**Problem statement**
Needed from the data below: every line from the one with "Q: Point to the shadow" up to and including the one with "Q: Point to the standing", repeated exactly and with nothing else.

───── Information given ─────

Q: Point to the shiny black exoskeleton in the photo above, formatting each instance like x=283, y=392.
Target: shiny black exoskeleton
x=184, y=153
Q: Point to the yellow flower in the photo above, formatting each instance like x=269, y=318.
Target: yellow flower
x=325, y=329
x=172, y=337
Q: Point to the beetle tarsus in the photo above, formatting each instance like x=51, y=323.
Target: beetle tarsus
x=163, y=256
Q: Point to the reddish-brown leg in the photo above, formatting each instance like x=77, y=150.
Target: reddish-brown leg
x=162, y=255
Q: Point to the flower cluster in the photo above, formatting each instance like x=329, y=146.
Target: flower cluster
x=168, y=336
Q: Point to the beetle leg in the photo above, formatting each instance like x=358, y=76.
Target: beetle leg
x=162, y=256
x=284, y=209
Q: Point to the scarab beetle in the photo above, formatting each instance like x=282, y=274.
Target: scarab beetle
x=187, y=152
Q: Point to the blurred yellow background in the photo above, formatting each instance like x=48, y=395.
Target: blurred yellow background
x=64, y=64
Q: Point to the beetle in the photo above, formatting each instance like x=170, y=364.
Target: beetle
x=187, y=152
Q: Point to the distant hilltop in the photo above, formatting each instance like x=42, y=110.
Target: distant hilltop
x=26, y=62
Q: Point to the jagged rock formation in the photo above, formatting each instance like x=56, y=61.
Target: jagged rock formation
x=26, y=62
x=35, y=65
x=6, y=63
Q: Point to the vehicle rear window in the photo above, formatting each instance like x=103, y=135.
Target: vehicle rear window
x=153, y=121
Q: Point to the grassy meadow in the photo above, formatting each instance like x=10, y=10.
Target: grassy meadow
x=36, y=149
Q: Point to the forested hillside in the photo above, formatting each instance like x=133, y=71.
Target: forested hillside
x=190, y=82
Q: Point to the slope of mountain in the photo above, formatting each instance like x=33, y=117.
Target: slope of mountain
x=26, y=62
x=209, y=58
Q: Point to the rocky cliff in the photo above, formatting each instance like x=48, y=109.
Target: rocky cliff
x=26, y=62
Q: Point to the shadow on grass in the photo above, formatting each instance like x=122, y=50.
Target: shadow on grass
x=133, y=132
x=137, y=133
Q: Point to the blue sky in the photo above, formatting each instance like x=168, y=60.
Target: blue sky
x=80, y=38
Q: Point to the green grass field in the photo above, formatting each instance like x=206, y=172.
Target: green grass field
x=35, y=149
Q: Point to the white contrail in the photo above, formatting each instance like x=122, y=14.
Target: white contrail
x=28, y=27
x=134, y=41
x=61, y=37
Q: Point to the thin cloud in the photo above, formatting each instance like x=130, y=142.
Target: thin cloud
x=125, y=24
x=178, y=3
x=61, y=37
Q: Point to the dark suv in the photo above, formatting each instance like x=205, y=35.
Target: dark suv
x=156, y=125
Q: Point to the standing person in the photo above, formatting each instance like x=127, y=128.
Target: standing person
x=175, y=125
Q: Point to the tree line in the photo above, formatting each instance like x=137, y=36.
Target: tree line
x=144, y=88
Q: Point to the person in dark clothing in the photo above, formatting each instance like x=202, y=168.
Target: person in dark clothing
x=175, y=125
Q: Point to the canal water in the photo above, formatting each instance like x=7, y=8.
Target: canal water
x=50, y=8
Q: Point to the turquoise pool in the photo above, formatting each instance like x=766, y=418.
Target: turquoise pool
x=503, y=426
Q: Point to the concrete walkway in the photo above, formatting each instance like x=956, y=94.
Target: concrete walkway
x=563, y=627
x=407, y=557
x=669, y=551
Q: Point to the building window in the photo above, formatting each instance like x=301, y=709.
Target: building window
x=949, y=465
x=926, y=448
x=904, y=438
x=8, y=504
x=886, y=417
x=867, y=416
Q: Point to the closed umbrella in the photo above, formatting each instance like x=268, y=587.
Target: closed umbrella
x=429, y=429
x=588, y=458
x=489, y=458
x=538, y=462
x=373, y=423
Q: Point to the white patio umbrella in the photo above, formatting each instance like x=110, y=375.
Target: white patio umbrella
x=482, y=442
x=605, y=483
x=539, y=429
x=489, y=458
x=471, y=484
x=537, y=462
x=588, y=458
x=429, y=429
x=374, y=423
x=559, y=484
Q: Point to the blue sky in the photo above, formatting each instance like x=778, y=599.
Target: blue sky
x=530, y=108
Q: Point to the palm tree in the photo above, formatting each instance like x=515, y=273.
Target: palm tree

─────

**Solution**
Q: Point to the shadow on grass in the photo above, formatting each instance like x=122, y=50.
Target: shadow on grass
x=133, y=132
x=137, y=133
Q: Point to the blue sky in the photo above, formatting each instance like x=168, y=60.
Target: blue sky
x=80, y=38
Q: Point to the green grass field in the photo above, formatting each instance like x=206, y=172.
Target: green grass field
x=35, y=149
Q: Point to the white contrail in the photo above, formatting each instance like x=122, y=14.
Target: white contrail
x=28, y=27
x=134, y=41
x=61, y=37
Q: Point to the thin cloud in the photo above, formatting each instance like x=130, y=142.
Target: thin cloud
x=125, y=24
x=178, y=3
x=61, y=37
Q: Point to the dark suv in the photo above, formatting each instance like x=205, y=35.
Target: dark suv
x=156, y=125
Q: Point to the standing person in the photo above, formatting each instance like x=127, y=128.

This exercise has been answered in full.